* **Exercise goal**
Reproduce the material below line for line, changing nothing.

Data items:
────────
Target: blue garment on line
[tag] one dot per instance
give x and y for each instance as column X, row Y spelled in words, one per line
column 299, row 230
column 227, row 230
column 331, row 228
────────
* **Result of this exercise**
Target: blue garment on line
[tag] one dot per instance
give x and y for each instance as column X, row Y spelled in words, one per line
column 299, row 230
column 227, row 230
column 331, row 228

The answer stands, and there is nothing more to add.